### EXERCISE GOAL
Report each line of the listing below that contains the string "uniform". Case counts.
┌─ INFORMATION SUPPLIED
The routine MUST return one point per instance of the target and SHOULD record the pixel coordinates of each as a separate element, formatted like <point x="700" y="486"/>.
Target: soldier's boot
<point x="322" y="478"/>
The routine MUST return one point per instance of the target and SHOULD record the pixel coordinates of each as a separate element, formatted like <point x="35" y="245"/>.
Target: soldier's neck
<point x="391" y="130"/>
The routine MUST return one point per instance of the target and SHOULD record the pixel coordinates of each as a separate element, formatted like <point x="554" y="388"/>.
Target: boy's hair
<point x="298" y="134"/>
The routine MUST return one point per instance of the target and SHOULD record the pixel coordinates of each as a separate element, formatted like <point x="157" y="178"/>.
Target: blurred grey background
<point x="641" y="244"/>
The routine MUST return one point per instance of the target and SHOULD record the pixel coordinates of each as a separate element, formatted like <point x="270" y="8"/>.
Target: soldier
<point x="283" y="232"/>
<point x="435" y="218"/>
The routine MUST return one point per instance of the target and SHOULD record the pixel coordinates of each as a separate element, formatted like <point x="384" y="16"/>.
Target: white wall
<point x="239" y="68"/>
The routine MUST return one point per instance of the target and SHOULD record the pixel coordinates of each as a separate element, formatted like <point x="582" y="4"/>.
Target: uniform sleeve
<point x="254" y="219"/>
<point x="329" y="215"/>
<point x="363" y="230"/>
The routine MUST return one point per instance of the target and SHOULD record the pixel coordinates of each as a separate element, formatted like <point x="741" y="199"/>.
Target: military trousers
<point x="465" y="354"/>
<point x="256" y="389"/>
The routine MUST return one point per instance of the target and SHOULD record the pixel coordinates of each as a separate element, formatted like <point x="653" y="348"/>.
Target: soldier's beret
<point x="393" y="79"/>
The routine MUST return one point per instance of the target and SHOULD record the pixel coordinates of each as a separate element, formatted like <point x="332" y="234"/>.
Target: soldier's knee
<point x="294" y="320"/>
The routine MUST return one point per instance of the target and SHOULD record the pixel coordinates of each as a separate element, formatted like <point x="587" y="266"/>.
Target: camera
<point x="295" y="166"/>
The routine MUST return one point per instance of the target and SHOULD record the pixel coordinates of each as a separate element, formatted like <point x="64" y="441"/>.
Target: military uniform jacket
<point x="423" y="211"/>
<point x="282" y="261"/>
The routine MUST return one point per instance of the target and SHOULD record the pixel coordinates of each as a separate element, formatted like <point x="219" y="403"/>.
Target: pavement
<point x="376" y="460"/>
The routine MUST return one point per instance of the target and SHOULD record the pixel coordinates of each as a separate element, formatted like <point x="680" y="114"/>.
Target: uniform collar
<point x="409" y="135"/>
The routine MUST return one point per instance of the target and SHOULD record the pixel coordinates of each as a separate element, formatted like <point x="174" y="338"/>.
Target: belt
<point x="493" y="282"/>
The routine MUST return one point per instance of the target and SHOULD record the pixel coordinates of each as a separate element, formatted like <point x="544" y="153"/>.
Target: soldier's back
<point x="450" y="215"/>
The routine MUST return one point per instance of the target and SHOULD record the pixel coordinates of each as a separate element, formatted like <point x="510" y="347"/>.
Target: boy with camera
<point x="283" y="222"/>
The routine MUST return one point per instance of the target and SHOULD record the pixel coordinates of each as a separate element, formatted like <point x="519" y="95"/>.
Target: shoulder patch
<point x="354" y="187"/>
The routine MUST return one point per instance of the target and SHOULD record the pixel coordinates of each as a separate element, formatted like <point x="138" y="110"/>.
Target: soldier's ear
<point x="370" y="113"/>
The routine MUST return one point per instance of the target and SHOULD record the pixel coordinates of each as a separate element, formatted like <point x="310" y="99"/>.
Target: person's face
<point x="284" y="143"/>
└─
### ANSWER FOR THE TASK
Target: uniform sleeve
Target: military uniform jacket
Target: uniform collar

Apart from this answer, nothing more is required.